**Directions:** Write out as a JSON list of strings the lines below, everything from the line containing "Kindly outline every instance of the white cloud" down to the line containing "M 361 65 L 361", both included, one string per line and blank lines omitted.

**Exercise inputs:**
[START]

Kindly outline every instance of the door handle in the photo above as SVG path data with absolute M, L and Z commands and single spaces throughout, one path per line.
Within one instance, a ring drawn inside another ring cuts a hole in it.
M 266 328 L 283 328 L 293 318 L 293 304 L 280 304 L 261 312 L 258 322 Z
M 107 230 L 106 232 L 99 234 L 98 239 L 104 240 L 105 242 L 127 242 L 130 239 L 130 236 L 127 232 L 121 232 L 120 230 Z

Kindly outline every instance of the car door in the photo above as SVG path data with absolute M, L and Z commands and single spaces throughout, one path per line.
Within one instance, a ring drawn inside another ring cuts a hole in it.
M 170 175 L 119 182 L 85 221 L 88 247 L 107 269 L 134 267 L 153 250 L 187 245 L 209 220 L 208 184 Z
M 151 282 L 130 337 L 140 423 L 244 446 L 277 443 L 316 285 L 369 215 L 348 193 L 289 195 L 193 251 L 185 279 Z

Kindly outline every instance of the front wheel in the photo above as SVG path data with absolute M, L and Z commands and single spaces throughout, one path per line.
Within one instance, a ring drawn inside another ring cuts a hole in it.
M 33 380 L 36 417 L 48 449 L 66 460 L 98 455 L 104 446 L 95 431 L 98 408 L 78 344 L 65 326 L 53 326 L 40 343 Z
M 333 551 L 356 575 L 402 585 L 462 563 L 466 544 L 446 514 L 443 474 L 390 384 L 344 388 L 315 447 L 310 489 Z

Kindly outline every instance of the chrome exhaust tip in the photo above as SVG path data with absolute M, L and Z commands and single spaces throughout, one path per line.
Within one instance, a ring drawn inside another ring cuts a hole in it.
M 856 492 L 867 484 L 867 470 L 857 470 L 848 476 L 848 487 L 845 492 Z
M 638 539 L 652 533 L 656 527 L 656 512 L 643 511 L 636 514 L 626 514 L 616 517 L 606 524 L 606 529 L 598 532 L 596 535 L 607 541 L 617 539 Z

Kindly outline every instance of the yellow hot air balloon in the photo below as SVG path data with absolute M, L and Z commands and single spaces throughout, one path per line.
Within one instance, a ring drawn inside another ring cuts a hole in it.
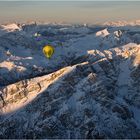
M 43 53 L 48 59 L 50 59 L 54 53 L 54 47 L 50 45 L 45 46 L 43 48 Z

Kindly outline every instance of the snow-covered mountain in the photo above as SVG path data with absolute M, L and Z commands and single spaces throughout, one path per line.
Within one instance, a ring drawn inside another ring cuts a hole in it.
M 0 138 L 140 138 L 139 43 L 137 22 L 0 26 Z

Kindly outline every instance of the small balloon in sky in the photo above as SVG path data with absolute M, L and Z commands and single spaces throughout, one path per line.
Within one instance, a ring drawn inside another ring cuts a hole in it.
M 54 47 L 51 45 L 44 46 L 43 53 L 48 59 L 50 59 L 52 55 L 54 54 Z

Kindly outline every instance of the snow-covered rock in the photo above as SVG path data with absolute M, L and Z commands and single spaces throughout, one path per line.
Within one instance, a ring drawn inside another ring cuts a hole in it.
M 136 28 L 30 24 L 1 34 L 0 138 L 140 138 Z

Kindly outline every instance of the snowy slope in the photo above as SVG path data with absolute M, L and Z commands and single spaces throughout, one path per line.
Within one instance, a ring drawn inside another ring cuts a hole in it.
M 0 36 L 0 138 L 140 138 L 138 24 L 12 26 Z

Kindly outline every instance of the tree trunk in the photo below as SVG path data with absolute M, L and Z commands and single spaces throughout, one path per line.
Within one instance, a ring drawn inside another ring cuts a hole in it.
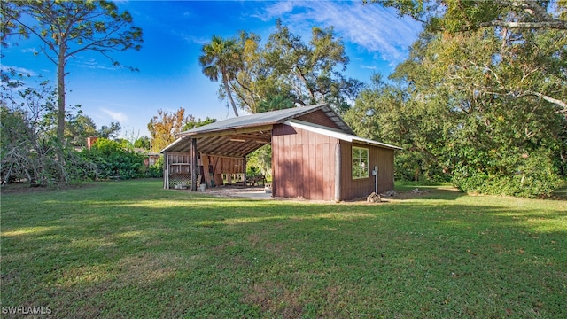
M 59 181 L 65 182 L 65 172 L 63 171 L 63 147 L 65 145 L 65 43 L 59 46 L 59 54 L 57 65 L 57 160 L 59 163 Z
M 59 46 L 57 65 L 57 139 L 65 144 L 65 46 Z
M 232 99 L 232 93 L 230 93 L 230 88 L 229 88 L 229 80 L 227 77 L 222 74 L 222 82 L 224 82 L 224 89 L 227 90 L 227 95 L 229 96 L 229 100 L 230 100 L 230 105 L 232 105 L 232 111 L 234 111 L 234 114 L 238 116 L 238 110 L 237 109 L 237 105 L 234 103 L 234 99 Z

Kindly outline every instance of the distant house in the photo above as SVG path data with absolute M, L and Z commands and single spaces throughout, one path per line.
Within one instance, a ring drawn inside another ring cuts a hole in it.
M 145 149 L 139 147 L 134 148 L 134 152 L 137 152 L 138 154 L 144 155 L 144 165 L 148 167 L 154 165 L 161 157 L 161 153 L 148 152 Z
M 231 118 L 181 133 L 161 151 L 164 187 L 183 183 L 196 191 L 198 176 L 211 186 L 221 184 L 223 174 L 244 175 L 246 155 L 266 144 L 272 145 L 274 197 L 340 201 L 393 189 L 394 151 L 400 148 L 354 136 L 326 104 Z

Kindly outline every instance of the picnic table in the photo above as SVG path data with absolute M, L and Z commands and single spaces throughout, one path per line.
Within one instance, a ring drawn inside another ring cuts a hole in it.
M 266 176 L 261 174 L 253 176 L 246 176 L 246 183 L 250 186 L 260 185 L 260 182 L 262 183 L 262 186 L 266 185 Z

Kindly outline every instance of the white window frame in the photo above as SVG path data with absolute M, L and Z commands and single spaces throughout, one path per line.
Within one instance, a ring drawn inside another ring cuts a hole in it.
M 369 167 L 369 149 L 366 147 L 353 146 L 352 154 L 353 160 L 351 170 L 353 179 L 369 178 L 370 175 Z

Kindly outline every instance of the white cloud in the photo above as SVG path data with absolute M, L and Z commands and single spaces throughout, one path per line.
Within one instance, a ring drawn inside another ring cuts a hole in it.
M 262 21 L 269 21 L 274 18 L 281 17 L 284 14 L 290 13 L 296 6 L 296 3 L 291 1 L 281 1 L 273 3 L 265 8 L 266 12 L 252 14 L 254 18 L 258 18 Z
M 361 65 L 361 68 L 363 69 L 369 69 L 369 70 L 376 70 L 377 67 L 374 66 L 365 66 L 365 65 Z
M 27 69 L 25 67 L 2 65 L 2 66 L 0 66 L 0 68 L 2 68 L 2 71 L 4 71 L 4 72 L 9 72 L 10 70 L 14 70 L 14 72 L 16 72 L 17 74 L 26 74 L 26 75 L 29 74 L 30 76 L 35 76 L 36 75 L 35 72 L 34 72 L 34 71 L 32 71 L 30 69 Z
M 114 112 L 105 108 L 101 108 L 100 111 L 110 116 L 113 121 L 117 121 L 120 124 L 128 121 L 128 116 L 121 112 Z
M 333 27 L 336 35 L 395 64 L 403 60 L 421 26 L 395 11 L 360 2 L 301 1 L 268 5 L 266 17 L 278 17 L 292 32 L 305 36 L 313 26 Z
M 38 54 L 39 53 L 39 51 L 35 48 L 22 49 L 21 52 L 22 53 L 33 53 L 33 54 Z

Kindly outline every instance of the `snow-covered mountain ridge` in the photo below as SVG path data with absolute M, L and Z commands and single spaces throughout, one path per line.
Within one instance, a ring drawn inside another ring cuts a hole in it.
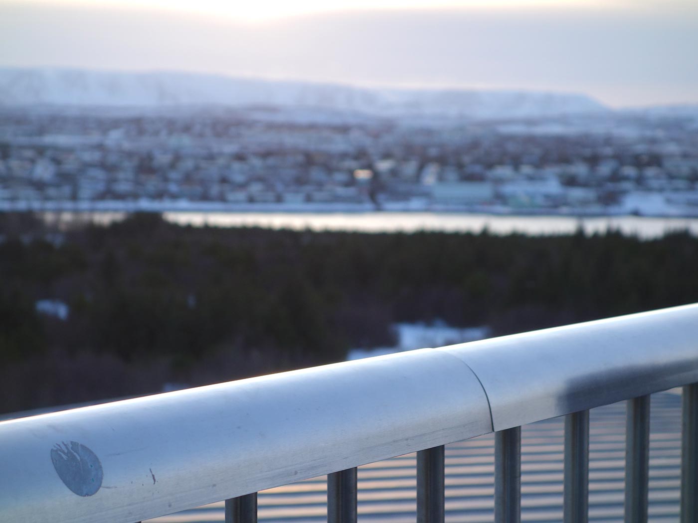
M 0 68 L 0 105 L 318 107 L 384 116 L 474 119 L 599 113 L 579 94 L 466 89 L 369 89 L 182 73 Z

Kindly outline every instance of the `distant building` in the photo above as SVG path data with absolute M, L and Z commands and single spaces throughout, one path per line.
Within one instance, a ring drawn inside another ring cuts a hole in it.
M 494 199 L 494 185 L 487 181 L 440 182 L 431 186 L 431 195 L 436 204 L 477 205 Z
M 34 303 L 37 312 L 52 316 L 65 321 L 70 313 L 70 308 L 60 300 L 38 300 Z

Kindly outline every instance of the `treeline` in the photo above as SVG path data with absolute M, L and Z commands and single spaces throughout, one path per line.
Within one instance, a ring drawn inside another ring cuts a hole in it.
M 496 335 L 698 301 L 698 238 L 181 227 L 58 234 L 0 218 L 1 410 L 343 360 L 397 321 Z M 38 300 L 70 308 L 66 320 Z

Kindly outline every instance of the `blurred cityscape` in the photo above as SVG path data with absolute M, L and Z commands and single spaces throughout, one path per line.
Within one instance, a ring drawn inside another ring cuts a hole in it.
M 698 215 L 698 116 L 6 106 L 0 210 Z

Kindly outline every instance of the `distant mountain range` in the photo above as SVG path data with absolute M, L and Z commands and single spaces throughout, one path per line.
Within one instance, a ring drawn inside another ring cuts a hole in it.
M 0 105 L 317 107 L 380 116 L 510 119 L 609 110 L 579 94 L 369 89 L 182 73 L 0 68 Z

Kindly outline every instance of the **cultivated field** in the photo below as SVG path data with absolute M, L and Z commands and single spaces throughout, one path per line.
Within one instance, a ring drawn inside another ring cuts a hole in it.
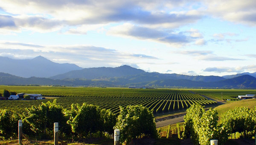
M 41 94 L 43 96 L 60 97 L 57 102 L 68 109 L 73 103 L 93 104 L 110 109 L 114 113 L 119 112 L 119 106 L 142 104 L 154 113 L 188 108 L 198 103 L 207 105 L 216 102 L 186 90 L 170 89 L 131 89 L 66 87 L 1 86 L 0 91 L 7 89 L 17 93 Z M 22 113 L 26 107 L 38 105 L 46 100 L 0 101 L 0 107 Z
M 186 89 L 191 90 L 201 95 L 221 100 L 221 94 L 223 99 L 237 100 L 239 95 L 256 94 L 256 89 Z

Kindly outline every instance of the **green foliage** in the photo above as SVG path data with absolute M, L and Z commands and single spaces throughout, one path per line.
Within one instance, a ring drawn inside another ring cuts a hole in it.
M 3 97 L 10 97 L 10 92 L 7 89 L 4 89 L 3 90 Z
M 113 127 L 116 123 L 116 115 L 114 114 L 110 109 L 102 109 L 100 116 L 103 125 L 102 131 L 107 132 L 110 134 L 113 134 L 114 132 Z
M 184 117 L 183 137 L 191 137 L 195 145 L 209 145 L 210 140 L 213 139 L 218 139 L 218 144 L 223 145 L 227 140 L 230 127 L 218 123 L 218 113 L 215 109 L 210 109 L 206 112 L 201 105 L 195 104 L 187 109 L 187 112 Z
M 215 109 L 210 109 L 202 114 L 197 131 L 200 145 L 209 145 L 210 139 L 217 138 L 218 120 L 218 113 Z
M 72 132 L 77 134 L 80 138 L 98 131 L 109 134 L 113 132 L 116 117 L 109 109 L 101 109 L 98 106 L 85 103 L 81 106 L 73 104 L 65 114 L 69 118 L 67 123 L 71 125 Z
M 176 123 L 176 128 L 177 130 L 177 134 L 178 134 L 178 138 L 179 139 L 180 139 L 180 123 Z
M 128 106 L 125 109 L 119 107 L 120 114 L 114 128 L 120 130 L 121 142 L 128 143 L 142 134 L 153 138 L 158 137 L 154 116 L 148 108 L 142 105 Z
M 170 136 L 170 133 L 172 133 L 172 131 L 171 130 L 171 125 L 168 125 L 168 128 L 167 128 L 167 131 L 166 131 L 166 139 L 169 138 Z
M 56 100 L 52 103 L 43 103 L 38 106 L 33 106 L 26 110 L 28 116 L 24 120 L 29 124 L 32 131 L 42 137 L 53 135 L 54 123 L 59 123 L 60 132 L 68 130 L 67 118 L 64 116 L 63 107 L 57 103 Z
M 73 112 L 76 113 L 76 116 L 67 121 L 71 125 L 73 132 L 78 133 L 81 138 L 102 128 L 101 110 L 98 106 L 84 103 L 81 106 L 78 105 L 77 108 L 77 110 Z
M 250 134 L 255 130 L 256 124 L 256 107 L 236 107 L 222 114 L 221 122 L 231 127 L 230 133 L 244 133 L 244 137 L 251 138 L 253 134 Z M 249 133 L 249 134 L 248 134 Z M 247 135 L 248 135 L 247 136 Z
M 191 137 L 195 144 L 199 144 L 197 130 L 200 119 L 205 112 L 204 108 L 198 104 L 192 105 L 186 110 L 187 114 L 184 117 L 184 131 L 183 138 Z
M 10 114 L 6 109 L 0 109 L 0 138 L 8 139 L 17 136 L 19 117 L 14 112 Z

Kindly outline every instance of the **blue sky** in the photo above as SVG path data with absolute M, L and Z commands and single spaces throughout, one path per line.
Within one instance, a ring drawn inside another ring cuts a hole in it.
M 256 72 L 254 0 L 2 0 L 0 56 L 88 68 Z

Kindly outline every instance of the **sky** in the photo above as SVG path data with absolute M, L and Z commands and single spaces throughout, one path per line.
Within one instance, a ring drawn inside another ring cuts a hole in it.
M 256 1 L 0 0 L 0 56 L 148 72 L 256 72 Z

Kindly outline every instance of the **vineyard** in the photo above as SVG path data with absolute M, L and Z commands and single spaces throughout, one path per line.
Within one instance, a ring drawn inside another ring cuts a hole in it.
M 110 109 L 114 114 L 119 113 L 119 106 L 125 107 L 128 105 L 143 105 L 153 110 L 154 113 L 157 114 L 186 109 L 196 103 L 207 105 L 216 103 L 198 94 L 180 89 L 9 87 L 12 89 L 10 89 L 11 91 L 17 92 L 41 93 L 43 96 L 63 97 L 58 98 L 57 102 L 64 109 L 70 109 L 72 103 L 81 105 L 86 103 L 102 109 Z M 38 105 L 42 102 L 49 100 L 1 100 L 0 108 L 22 113 L 25 108 Z

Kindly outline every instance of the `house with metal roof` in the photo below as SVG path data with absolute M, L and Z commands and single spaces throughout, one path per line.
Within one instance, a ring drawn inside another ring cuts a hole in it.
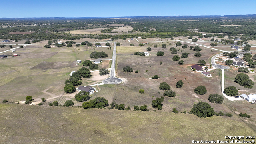
M 87 86 L 86 87 L 83 86 L 79 86 L 79 87 L 76 88 L 77 90 L 80 92 L 81 91 L 84 91 L 86 92 L 89 92 L 89 94 L 93 94 L 95 90 L 92 87 L 90 86 Z

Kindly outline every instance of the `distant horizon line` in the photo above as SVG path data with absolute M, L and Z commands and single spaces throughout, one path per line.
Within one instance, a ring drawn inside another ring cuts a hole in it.
M 6 18 L 3 17 L 0 18 L 0 19 L 4 18 L 136 18 L 136 17 L 184 17 L 184 16 L 256 16 L 256 14 L 234 14 L 234 15 L 178 15 L 178 16 L 116 16 L 116 17 L 12 17 L 12 18 Z

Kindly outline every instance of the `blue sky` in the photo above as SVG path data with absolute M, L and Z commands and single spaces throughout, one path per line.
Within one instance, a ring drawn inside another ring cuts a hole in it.
M 256 0 L 12 0 L 0 17 L 109 17 L 256 14 Z

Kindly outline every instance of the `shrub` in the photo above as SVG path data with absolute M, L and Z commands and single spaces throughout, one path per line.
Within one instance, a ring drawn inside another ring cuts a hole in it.
M 159 89 L 163 90 L 170 90 L 171 89 L 171 86 L 167 83 L 163 82 L 159 85 Z
M 203 95 L 206 93 L 207 91 L 207 90 L 205 88 L 205 86 L 199 86 L 195 89 L 194 92 L 197 94 Z
M 166 90 L 164 92 L 164 96 L 169 97 L 175 97 L 176 95 L 175 92 L 172 90 Z
M 210 94 L 208 98 L 209 102 L 216 104 L 222 103 L 223 102 L 223 99 L 222 96 L 218 94 Z
M 211 106 L 207 102 L 199 102 L 194 104 L 191 111 L 198 117 L 206 118 L 213 116 L 215 112 Z
M 175 114 L 178 114 L 179 113 L 179 112 L 178 112 L 178 110 L 177 110 L 176 108 L 173 108 L 172 111 L 172 112 L 174 113 Z
M 65 102 L 65 105 L 66 107 L 69 107 L 71 106 L 73 106 L 75 104 L 72 100 L 68 100 Z

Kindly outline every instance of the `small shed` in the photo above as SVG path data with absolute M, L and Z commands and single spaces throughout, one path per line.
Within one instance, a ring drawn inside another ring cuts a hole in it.
M 206 77 L 211 77 L 212 75 L 210 74 L 210 72 L 201 72 L 204 76 L 206 76 Z

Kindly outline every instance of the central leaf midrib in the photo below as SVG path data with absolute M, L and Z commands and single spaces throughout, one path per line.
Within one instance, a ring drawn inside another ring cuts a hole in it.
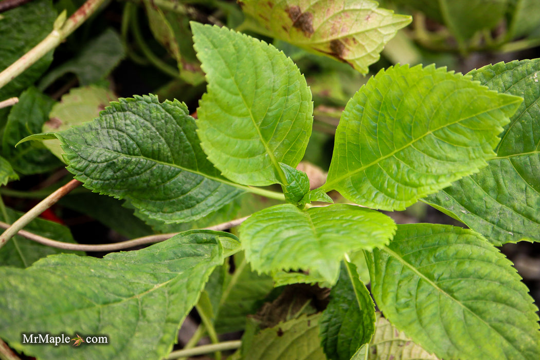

[END]

**Solved exercise:**
[
  "Kindly outline every instance of the white cloud in the photo above as SVG path data with absolute M, L and Z commands and single spaces throughout, one path per line.",
  "Within one instance, a ring drawn inside another ring cuts a hole in it.",
  "M 262 21 L 269 21 L 274 18 L 281 17 L 284 14 L 290 13 L 296 6 L 296 3 L 291 1 L 281 1 L 273 3 L 265 8 L 266 12 L 252 14 L 254 18 L 258 18 Z",
  "M 361 65 L 361 68 L 363 69 L 369 69 L 369 70 L 376 70 L 377 67 L 374 66 L 365 66 L 365 65 Z"
]